──────── Provided entries

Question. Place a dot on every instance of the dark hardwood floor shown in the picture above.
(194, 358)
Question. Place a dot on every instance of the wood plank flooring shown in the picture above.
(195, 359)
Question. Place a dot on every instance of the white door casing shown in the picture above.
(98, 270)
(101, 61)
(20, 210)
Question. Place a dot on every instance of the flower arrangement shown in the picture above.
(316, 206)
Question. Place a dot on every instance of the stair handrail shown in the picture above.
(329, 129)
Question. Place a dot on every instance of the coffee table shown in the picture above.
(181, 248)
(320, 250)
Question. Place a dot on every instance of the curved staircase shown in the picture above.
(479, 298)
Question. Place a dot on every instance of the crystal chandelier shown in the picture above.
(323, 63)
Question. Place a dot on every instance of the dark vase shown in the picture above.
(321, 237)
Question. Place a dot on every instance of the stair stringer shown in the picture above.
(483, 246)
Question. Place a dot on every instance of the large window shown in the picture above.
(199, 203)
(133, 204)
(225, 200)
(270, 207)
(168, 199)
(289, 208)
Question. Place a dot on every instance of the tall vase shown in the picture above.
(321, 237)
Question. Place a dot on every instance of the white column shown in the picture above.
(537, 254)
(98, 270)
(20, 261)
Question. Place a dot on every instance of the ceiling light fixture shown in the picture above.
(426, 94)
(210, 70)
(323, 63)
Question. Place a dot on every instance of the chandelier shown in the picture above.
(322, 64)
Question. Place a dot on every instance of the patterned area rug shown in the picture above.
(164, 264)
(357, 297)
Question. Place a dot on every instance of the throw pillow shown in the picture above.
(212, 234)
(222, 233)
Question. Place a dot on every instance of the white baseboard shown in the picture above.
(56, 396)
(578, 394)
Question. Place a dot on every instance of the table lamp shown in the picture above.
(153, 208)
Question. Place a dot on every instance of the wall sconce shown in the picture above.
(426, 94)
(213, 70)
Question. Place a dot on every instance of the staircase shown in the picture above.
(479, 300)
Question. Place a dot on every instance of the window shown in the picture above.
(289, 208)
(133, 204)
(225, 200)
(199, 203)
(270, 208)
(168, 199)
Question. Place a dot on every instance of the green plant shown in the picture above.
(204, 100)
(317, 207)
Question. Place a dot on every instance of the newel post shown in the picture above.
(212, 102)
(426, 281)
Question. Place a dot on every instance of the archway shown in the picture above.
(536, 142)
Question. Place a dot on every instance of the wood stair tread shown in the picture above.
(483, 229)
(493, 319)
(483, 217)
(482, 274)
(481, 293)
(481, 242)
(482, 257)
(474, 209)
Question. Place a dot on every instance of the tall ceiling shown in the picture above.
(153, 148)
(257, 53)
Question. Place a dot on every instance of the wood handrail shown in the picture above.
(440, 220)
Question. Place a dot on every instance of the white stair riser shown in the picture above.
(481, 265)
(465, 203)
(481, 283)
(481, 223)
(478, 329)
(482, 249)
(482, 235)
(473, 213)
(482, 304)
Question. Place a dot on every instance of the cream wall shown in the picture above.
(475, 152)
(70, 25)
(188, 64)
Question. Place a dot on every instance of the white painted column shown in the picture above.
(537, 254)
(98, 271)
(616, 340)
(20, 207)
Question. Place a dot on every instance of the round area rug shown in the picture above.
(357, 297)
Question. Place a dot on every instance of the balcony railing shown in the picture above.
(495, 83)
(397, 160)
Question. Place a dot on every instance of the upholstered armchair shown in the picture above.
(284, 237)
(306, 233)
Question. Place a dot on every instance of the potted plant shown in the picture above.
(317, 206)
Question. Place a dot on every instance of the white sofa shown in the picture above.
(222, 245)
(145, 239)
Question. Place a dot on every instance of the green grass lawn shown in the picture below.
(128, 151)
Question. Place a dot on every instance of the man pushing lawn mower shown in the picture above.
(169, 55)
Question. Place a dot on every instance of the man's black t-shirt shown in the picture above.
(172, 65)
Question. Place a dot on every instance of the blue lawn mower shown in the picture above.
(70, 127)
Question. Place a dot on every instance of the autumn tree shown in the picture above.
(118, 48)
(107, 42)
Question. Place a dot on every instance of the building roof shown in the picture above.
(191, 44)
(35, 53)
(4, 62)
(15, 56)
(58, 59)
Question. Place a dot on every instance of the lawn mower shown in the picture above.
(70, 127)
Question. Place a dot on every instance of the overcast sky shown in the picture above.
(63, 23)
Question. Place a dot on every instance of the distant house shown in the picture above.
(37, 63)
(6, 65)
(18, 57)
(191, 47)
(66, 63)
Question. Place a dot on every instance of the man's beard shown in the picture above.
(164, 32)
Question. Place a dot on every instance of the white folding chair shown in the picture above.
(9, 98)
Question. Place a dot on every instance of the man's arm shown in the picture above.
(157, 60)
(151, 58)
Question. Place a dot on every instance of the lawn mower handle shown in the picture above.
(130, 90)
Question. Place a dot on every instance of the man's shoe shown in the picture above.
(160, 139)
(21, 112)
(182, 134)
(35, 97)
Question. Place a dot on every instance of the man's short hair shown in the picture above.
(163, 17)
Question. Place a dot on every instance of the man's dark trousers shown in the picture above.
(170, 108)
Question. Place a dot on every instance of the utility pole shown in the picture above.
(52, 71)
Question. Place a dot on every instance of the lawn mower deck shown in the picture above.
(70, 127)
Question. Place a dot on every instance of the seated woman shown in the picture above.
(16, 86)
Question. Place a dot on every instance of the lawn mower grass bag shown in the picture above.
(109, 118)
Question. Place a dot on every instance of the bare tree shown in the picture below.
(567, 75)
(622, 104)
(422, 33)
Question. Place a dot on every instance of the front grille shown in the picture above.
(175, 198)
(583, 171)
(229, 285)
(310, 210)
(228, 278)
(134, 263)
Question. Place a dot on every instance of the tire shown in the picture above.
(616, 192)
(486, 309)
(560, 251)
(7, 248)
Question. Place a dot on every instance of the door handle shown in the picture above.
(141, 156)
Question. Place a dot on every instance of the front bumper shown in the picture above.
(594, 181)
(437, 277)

────────────────

▸ Problem to solve: Write out the entire listing exactly.

▸ Answer to this exercise:
Question. Place a dot on every instance of the dark hardwood floor shown in the picture above.
(194, 358)
Question. Place a dot on every instance of the wood plank flooring shown in the picture above.
(195, 359)
Question. Place a dot on every instance of the white door casing shown in the picture above.
(98, 270)
(101, 61)
(20, 210)
Question. Place a dot on every instance of the flower arrangement shown in the picture above.
(316, 206)
Question. Place a dot on every instance of the stair handrail shown in the picture above.
(329, 129)
Question. Place a dot on every instance of the coffee table shown in the picture above.
(181, 248)
(320, 250)
Question. Place a dot on every instance of the curved staircase shown in the picture above.
(479, 298)
Question. Place a dot on every instance of the crystal chandelier shown in the picture above.
(323, 63)
Question. Place a dot on every instance of the dark vase shown in the picture above.
(321, 237)
Question. Place a dot on every instance of the stair stringer shown in the picture above.
(483, 246)
Question. Place a dot on every instance of the large window shown in the picture above.
(199, 203)
(133, 204)
(225, 200)
(270, 207)
(168, 199)
(289, 208)
Question. Place a dot on every instance of the tall vase shown in the picture above.
(321, 237)
Question. Place a dot on every instance of the white column shown in the picture above.
(537, 254)
(98, 270)
(20, 261)
Question. Place a dot on every instance of the ceiling light fixture shown in the picture above.
(426, 94)
(210, 70)
(323, 63)
Question. Place a dot on every instance of the chandelier shown in the picture above.
(322, 64)
Question. Place a dot on every instance of the patterned area rug shown in the picture above.
(164, 264)
(357, 297)
Question. Place a dot on every instance of the throw pillow shown in the picture above.
(212, 234)
(222, 233)
Question. Place a dot on every instance of the white baseboard shown in the picture above.
(56, 396)
(578, 394)
Question. Place a dot on every instance of the table lamp shown in the picture above.
(153, 208)
Question. Place a dot on every instance of the wall sconce shown in the picture above.
(426, 94)
(213, 70)
Question. Place a dot on every instance of the staircase shown in the picture above.
(479, 300)
Question. Place a dot on every instance of the window shown in the picture above.
(289, 208)
(133, 204)
(225, 200)
(199, 203)
(270, 208)
(168, 199)
Question. Place a dot on every instance of the green plant shown in the picture above.
(204, 100)
(317, 207)
Question. Place a dot on every instance of the newel post shown in the picture above.
(212, 102)
(426, 281)
Question. Place a dot on every instance of the archway shown in the picture above.
(536, 142)
Question. Place a dot on every instance of the wood stair tread shown in the picture above.
(483, 229)
(493, 319)
(483, 217)
(482, 274)
(481, 293)
(481, 242)
(482, 257)
(474, 209)
Question. Place a dot on every instance of the tall ceiling shown in the picture above.
(153, 148)
(257, 53)
Question. Place a dot on every instance of the wood handrail shown in the picture above.
(440, 220)
Question. Place a dot on every instance of the white stair riser shown in the picture above.
(481, 265)
(465, 203)
(481, 283)
(481, 223)
(478, 329)
(482, 249)
(482, 235)
(473, 213)
(482, 304)
Question. Place a dot on every instance of the cream wall shown in the picture above.
(475, 152)
(70, 25)
(188, 64)
Question. Place a dot on every instance of the white painted column shown in the picture above.
(537, 254)
(98, 271)
(616, 340)
(20, 207)
Question. Place a dot on every instance of the round area rug shown in the picture above.
(357, 297)
Question. Place a dot on every instance of the balcony railing shown in the picture above.
(495, 83)
(397, 160)
Question. Place a dot on every instance of the upholstered armchair shown in the picture above.
(284, 237)
(306, 233)
Question. Place a dot on every instance of the potted plant shown in the picture above.
(317, 206)
Question. Place a dot on every instance of the white sofa shown in the picture above.
(222, 245)
(145, 239)
Question. Place a dot on every instance of the green grass lawn shown in the picture below.
(128, 151)
Question. Place a dot on every instance of the man pushing lawn mower shown in the picture above.
(169, 55)
Question. Place a dot on every instance of the man's black t-shirt shown in the picture above.
(172, 65)
Question. Place a dot on every instance of the blue lawn mower shown in the picture above.
(70, 127)
Question. Place a dot on every instance of the autumn tree shown in the picture above.
(118, 48)
(107, 42)
Question. Place a dot on every instance of the building roof shown in the picture above.
(191, 44)
(35, 53)
(4, 62)
(15, 56)
(58, 59)
Question. Place a dot on every instance of the lawn mower shown in the picture above.
(70, 127)
Question. Place a dot on every instance of the overcast sky shown in the picture above.
(63, 23)
Question. Place a dot on every instance of the distant house shown in the picture above.
(37, 63)
(6, 65)
(18, 57)
(191, 47)
(66, 63)
Question. Place a dot on every instance of the man's beard shown in the picture above.
(164, 32)
Question. Place a dot on every instance of the white folding chair shown in the picture above.
(9, 98)
Question. Place a dot on every instance of the man's arm shown in the picture above.
(157, 60)
(151, 58)
Question. Place a dot on every instance of the lawn mower handle shown in the picture above.
(130, 90)
Question. Place a dot on every instance of the man's shoe shown in the picture above.
(160, 139)
(21, 112)
(182, 134)
(35, 97)
Question. Place a dot on every instance of the man's short hair shown in the picture above.
(163, 17)
Question. Place a dot on every instance of the man's dark trousers shown in the picture above.
(170, 108)
Question. Place a dot on every instance of the utility pole shown in the picture above.
(52, 71)
Question. Place a dot on every instance of the lawn mower deck shown in the picture above.
(70, 127)
Question. Place a dot on every instance of the seated woman shown in the picture above.
(16, 86)
Question. Place a dot on every instance of the lawn mower grass bag shown in the picture above.
(109, 118)
Question. Place a dot on every instance of the bare tree shown in the picture below.
(567, 75)
(622, 104)
(422, 33)
Question. Place a dot on every instance of the front grille shown in the picture above.
(175, 198)
(583, 171)
(229, 285)
(310, 210)
(228, 278)
(134, 263)
Question. Place a dot on every instance of the tire shown in the picture above.
(616, 192)
(486, 309)
(560, 251)
(7, 248)
Question. Place a dot on every instance of the door handle shown in the picture above.
(141, 156)
Question. Place a dot on every instance of the front bumper shown in the picture above.
(594, 181)
(437, 277)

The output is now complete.